**Your task:** Go through the listing below and pull out every line that contains the word "house", copying each one in full.

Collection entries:
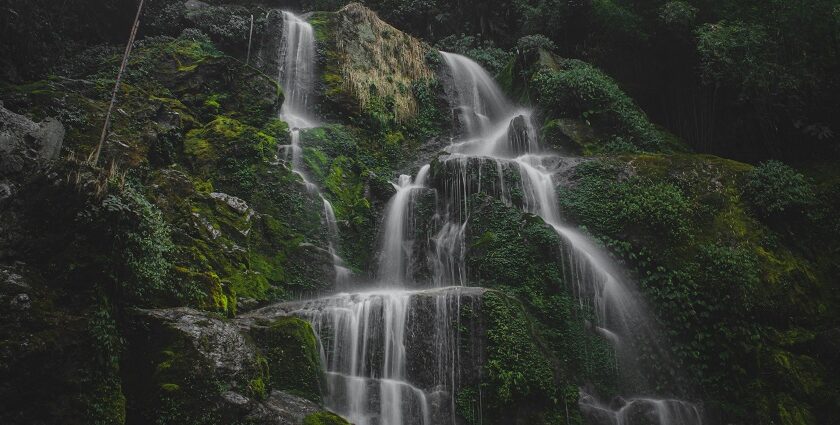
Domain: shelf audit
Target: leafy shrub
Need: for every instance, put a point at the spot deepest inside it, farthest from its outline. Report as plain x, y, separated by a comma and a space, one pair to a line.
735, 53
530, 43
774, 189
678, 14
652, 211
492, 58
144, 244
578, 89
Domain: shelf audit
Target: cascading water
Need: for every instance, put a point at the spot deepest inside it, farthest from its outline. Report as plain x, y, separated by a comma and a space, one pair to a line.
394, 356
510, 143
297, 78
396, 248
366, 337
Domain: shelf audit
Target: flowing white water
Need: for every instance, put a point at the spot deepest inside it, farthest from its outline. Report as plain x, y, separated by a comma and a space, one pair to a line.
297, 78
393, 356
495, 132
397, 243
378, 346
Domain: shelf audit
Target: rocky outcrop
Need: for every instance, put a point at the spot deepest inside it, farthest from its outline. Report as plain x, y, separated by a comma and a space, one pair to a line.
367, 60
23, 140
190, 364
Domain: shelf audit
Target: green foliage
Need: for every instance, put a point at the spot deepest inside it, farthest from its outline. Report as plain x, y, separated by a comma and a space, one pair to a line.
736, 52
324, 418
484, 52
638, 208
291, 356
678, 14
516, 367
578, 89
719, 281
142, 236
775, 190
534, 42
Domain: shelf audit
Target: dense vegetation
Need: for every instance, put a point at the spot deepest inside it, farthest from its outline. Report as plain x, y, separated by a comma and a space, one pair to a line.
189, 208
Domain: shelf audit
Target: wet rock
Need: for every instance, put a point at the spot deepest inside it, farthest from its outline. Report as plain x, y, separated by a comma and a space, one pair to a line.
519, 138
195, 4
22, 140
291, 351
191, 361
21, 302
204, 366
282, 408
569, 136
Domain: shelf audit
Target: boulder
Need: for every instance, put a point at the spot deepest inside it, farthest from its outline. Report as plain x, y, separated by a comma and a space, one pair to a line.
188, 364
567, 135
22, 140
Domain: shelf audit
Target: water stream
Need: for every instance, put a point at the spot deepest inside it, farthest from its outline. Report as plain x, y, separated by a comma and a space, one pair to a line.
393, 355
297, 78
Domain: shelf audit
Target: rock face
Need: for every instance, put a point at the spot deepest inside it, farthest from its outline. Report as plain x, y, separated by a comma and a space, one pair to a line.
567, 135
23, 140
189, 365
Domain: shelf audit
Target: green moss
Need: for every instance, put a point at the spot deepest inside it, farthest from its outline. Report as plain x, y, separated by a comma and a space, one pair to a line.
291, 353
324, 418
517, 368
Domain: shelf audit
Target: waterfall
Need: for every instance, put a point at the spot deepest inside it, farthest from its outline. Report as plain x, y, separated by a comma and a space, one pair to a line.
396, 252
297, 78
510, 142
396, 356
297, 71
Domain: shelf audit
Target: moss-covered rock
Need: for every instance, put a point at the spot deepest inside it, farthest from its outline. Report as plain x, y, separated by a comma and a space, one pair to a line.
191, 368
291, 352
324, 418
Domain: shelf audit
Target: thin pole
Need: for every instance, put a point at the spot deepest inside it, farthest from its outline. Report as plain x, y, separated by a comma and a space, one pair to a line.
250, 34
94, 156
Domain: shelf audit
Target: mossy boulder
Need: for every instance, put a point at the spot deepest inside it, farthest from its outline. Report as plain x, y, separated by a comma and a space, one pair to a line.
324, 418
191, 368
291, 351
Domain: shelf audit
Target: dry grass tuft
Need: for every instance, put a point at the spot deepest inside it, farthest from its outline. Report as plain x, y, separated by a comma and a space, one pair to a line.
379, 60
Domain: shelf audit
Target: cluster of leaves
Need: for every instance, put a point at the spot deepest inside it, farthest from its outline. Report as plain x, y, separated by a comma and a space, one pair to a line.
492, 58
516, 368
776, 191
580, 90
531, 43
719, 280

* * *

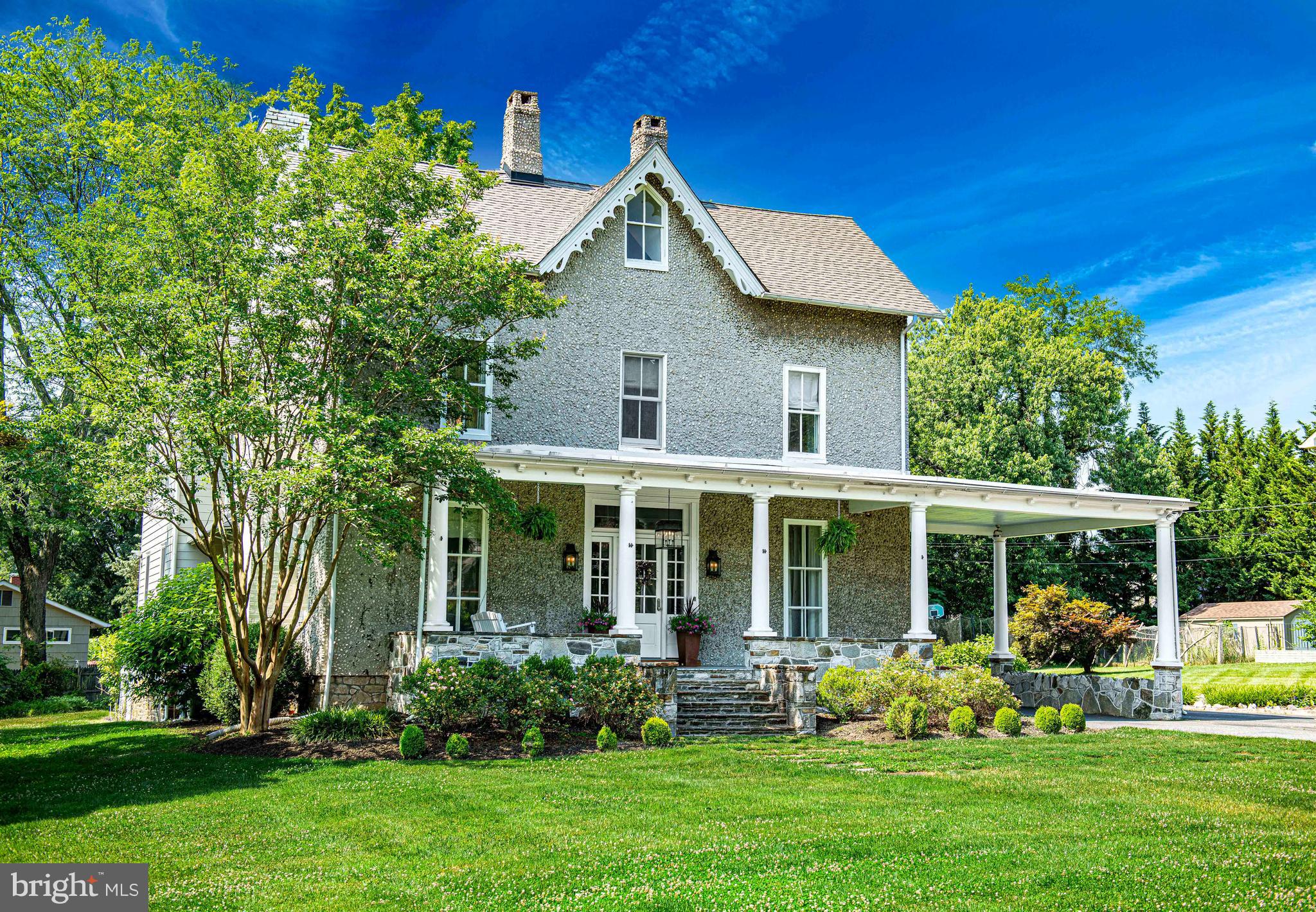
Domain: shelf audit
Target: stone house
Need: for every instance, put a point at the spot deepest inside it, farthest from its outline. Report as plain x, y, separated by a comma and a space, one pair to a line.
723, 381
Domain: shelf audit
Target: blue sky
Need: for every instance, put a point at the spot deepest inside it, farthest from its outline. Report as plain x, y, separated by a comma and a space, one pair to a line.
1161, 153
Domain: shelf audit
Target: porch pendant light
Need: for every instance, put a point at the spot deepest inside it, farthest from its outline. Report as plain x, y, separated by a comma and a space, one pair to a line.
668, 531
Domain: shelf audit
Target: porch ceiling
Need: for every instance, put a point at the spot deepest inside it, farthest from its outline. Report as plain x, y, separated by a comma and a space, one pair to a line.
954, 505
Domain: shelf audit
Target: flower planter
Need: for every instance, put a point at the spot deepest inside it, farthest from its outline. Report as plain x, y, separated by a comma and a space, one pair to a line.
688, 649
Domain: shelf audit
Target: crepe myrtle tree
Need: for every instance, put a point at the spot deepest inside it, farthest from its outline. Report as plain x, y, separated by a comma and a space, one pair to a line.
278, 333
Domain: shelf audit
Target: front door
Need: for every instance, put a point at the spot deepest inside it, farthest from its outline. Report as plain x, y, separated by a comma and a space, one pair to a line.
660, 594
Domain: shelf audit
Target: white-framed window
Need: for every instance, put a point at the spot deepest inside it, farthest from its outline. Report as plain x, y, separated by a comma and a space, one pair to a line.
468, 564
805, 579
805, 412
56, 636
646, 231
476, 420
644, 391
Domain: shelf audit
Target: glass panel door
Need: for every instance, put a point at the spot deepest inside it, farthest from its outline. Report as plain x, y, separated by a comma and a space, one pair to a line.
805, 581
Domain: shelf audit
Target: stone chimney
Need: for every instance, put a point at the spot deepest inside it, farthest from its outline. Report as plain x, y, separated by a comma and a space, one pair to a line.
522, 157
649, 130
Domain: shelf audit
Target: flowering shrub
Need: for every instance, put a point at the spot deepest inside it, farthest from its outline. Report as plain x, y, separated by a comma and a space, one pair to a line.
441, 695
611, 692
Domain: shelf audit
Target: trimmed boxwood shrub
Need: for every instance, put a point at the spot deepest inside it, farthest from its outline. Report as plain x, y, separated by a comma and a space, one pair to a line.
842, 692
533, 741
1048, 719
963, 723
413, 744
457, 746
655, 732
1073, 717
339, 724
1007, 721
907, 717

* * *

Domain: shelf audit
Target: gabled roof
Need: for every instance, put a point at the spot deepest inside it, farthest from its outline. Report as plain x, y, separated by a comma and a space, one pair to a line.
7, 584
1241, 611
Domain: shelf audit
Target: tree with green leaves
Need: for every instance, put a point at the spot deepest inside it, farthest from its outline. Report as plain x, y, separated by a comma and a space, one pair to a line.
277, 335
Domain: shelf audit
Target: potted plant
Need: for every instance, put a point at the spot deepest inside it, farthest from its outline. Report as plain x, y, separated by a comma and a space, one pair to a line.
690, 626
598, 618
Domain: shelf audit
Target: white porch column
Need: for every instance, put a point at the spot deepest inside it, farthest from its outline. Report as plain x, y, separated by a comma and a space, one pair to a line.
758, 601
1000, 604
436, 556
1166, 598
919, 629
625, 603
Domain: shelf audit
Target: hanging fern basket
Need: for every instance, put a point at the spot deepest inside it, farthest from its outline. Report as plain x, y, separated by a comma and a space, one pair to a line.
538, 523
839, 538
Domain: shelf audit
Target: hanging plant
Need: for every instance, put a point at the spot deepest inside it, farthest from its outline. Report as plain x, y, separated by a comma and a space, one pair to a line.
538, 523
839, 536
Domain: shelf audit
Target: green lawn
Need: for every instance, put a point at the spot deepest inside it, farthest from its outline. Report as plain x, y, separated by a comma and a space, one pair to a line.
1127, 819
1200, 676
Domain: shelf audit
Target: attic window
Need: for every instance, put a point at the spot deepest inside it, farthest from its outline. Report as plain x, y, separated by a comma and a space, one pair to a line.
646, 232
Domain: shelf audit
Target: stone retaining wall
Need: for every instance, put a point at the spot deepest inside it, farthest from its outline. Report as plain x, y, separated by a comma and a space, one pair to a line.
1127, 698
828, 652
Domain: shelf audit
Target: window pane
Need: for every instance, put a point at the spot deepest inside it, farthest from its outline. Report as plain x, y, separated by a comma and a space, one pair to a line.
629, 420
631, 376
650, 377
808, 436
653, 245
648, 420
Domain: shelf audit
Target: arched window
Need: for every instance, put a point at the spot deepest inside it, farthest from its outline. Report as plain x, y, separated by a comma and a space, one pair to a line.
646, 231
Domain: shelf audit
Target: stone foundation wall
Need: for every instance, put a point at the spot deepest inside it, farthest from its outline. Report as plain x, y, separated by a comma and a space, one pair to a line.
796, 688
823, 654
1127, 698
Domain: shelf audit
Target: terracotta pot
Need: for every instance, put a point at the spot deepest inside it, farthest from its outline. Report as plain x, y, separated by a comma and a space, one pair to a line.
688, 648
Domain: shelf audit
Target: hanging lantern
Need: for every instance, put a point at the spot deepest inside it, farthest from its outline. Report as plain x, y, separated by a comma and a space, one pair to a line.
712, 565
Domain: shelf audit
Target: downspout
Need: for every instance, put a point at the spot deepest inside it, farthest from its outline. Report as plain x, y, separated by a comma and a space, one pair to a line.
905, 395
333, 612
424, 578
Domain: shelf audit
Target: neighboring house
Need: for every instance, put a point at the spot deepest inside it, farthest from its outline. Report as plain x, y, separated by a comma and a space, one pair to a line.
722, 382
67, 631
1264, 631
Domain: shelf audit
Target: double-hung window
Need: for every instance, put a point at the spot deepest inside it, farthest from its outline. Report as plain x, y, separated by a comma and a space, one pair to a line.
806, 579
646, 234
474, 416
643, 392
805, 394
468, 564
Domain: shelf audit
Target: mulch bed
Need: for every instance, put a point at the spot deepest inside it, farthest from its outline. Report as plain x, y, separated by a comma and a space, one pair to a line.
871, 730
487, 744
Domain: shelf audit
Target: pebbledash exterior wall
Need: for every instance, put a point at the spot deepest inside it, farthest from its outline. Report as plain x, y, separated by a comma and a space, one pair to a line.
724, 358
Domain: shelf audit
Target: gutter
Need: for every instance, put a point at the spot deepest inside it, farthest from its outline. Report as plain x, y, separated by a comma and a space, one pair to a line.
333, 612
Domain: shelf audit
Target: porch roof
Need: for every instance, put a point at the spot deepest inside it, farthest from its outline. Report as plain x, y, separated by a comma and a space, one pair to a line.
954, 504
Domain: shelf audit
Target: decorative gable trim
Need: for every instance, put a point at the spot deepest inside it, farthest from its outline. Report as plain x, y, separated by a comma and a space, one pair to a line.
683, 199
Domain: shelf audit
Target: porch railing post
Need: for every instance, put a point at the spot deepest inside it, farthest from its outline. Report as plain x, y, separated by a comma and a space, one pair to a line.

**Problem solution:**
Target: stone house
Target: neighboring house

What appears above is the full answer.